What is required:
Repeat the records exactly. Every line must match.

Raw data:
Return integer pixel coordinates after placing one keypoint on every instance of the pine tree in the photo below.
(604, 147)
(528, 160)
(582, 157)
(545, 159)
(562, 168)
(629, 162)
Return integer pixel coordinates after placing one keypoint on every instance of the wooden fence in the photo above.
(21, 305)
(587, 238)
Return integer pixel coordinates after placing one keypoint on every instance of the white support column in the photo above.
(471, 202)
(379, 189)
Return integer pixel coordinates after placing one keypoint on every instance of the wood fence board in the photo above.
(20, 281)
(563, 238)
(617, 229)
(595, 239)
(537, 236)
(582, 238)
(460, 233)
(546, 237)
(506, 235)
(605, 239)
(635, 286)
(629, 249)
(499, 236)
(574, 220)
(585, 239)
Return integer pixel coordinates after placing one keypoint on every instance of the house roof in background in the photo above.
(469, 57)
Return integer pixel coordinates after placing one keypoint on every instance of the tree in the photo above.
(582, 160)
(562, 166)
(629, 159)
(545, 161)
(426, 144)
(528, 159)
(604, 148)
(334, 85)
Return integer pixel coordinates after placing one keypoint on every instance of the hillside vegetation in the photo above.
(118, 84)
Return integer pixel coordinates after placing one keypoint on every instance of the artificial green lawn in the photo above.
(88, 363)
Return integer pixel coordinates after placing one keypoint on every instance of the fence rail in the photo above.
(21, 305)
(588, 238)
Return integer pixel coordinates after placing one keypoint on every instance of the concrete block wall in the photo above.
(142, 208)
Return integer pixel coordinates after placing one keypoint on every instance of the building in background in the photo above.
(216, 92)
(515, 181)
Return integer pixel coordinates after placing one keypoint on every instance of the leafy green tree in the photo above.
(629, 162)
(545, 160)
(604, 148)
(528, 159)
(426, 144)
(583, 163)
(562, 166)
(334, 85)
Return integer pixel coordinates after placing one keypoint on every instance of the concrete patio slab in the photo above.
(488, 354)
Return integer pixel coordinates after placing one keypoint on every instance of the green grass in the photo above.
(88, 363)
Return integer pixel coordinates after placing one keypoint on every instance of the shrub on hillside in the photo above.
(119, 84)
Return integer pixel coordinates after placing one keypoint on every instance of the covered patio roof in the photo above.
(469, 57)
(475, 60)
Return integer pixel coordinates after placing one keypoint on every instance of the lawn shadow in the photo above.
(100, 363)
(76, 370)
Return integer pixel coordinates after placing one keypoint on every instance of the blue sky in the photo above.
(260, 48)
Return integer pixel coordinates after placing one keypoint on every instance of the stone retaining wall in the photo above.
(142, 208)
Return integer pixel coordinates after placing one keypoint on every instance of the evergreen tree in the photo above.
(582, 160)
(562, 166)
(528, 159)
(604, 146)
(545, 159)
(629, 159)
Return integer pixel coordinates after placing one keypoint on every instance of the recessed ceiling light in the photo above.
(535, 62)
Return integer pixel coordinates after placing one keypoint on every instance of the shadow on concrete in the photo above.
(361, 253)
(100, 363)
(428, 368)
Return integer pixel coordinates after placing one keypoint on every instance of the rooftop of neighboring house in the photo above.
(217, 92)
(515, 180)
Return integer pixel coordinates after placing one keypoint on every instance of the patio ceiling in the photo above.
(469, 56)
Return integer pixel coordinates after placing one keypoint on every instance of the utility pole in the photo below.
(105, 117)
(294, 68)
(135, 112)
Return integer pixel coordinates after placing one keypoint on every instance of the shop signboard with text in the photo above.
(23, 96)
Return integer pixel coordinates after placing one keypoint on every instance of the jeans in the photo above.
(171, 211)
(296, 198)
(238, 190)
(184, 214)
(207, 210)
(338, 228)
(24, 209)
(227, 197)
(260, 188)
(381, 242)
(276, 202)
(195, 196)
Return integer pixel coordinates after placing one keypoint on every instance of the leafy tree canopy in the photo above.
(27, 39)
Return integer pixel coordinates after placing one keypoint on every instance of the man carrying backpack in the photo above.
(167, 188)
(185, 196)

Answer to the problem:
Return integer pixel coordinates after placing one keypoint on every instance of the pine tree in the photo below.
(604, 147)
(528, 160)
(582, 157)
(545, 159)
(562, 168)
(629, 162)
Return integer pixel coordinates after placing one keypoint on every instance of the wooden fence in the photo above.
(21, 305)
(587, 238)
Return integer pixel coordinates after placing one keypoint on every instance of the white support column in the photo above.
(471, 202)
(379, 189)
Return integer pixel coordinates after placing one keypoint on every instance of the wood fence board in the photo above.
(20, 281)
(563, 238)
(617, 229)
(595, 239)
(537, 236)
(582, 238)
(460, 233)
(546, 237)
(506, 235)
(605, 239)
(635, 286)
(629, 249)
(499, 236)
(574, 220)
(585, 239)
Return integer pixel coordinates after placing one keypoint on every instance of the house roof in background in the photo above.
(469, 57)
Return integer pixel coordinates after placing one keypoint on every instance of the tree in the photo above.
(582, 160)
(562, 166)
(629, 159)
(545, 161)
(426, 144)
(528, 159)
(604, 148)
(334, 85)
Return integer pixel coordinates after placing one keypoint on every instance of the hillside vegetation in the photo above.
(118, 84)
Return integer pixel coordinates after placing one keypoint on every instance of the artificial green lawn in the photo above.
(88, 363)
Return integer pixel coordinates after placing one keypoint on every instance of the fence rail in the photo above.
(21, 305)
(588, 238)
Return integer pixel coordinates after placing one keypoint on every instance of the concrete block wall in the photo above.
(142, 208)
Return integer pixel coordinates after placing one keypoint on every instance of the building in background in the photo above.
(216, 92)
(515, 181)
Return integer pixel coordinates after placing one keypoint on every instance of the leafy green tree in the photo above.
(629, 162)
(545, 160)
(604, 148)
(528, 159)
(426, 144)
(583, 163)
(562, 166)
(334, 85)
Return integer pixel coordinates after placing one keypoint on every instance of the concrete patio slab in the photo above.
(488, 354)
Return integer pixel coordinates after placing one keypoint on every instance of the green grass in the photo above.
(88, 363)
Return integer pixel coordinates after placing one keypoint on every instance of the shrub on hillside in the photo above.
(119, 84)
Return integer pixel coordinates after placing one keypoint on every instance of the covered patio roof in the photo above.
(469, 57)
(475, 60)
Return integer pixel coordinates after placing one keypoint on every instance of the lawn shadow in the photo above.
(100, 363)
(76, 370)
Return integer pixel coordinates after placing one keypoint on every instance of the blue sky in the photo above.
(260, 48)
Return integer pixel coordinates after placing one keypoint on every instance of the stone retaining wall in the photo above.
(142, 208)
Return integer pixel coordinates after placing one keypoint on every instance of the evergreen tree in the photo above.
(582, 160)
(562, 166)
(528, 159)
(604, 146)
(545, 159)
(629, 159)
Return integer pixel coordinates after placing one keypoint on every instance of the recessed ceiling light in the photo above.
(535, 62)
Return integer pixel coordinates after placing one keypoint on every instance of the shadow on concrete in the photo above.
(361, 253)
(100, 363)
(428, 368)
Return integer pixel coordinates after placing one keypoint on every instance of the rooftop of neighboring house in the photo above.
(217, 92)
(515, 180)
Return integer pixel coordinates after placing one keypoint on every instance of the patio ceiling in the photo above.
(469, 56)
Return integer pixel coordinates after placing one keypoint on every instance of the utility pole in the photo below.
(105, 117)
(294, 68)
(135, 112)
Return integer pixel coordinates after placing one keypoint on every instance of the shop signboard with text in the photo above.
(23, 96)
Return integer pixel coordinates after placing one keypoint on every instance of the jeans in the photo above.
(171, 211)
(296, 198)
(238, 190)
(184, 214)
(207, 210)
(338, 228)
(24, 209)
(227, 197)
(260, 188)
(381, 242)
(276, 202)
(195, 196)
Return integer pixel coordinates after placing one keypoint on every instance of the leafy tree canopy in the photo above.
(27, 39)
Return integer pixel coordinates after placing one keypoint on every instance of the man carrying backpack in the photo above.
(167, 188)
(185, 196)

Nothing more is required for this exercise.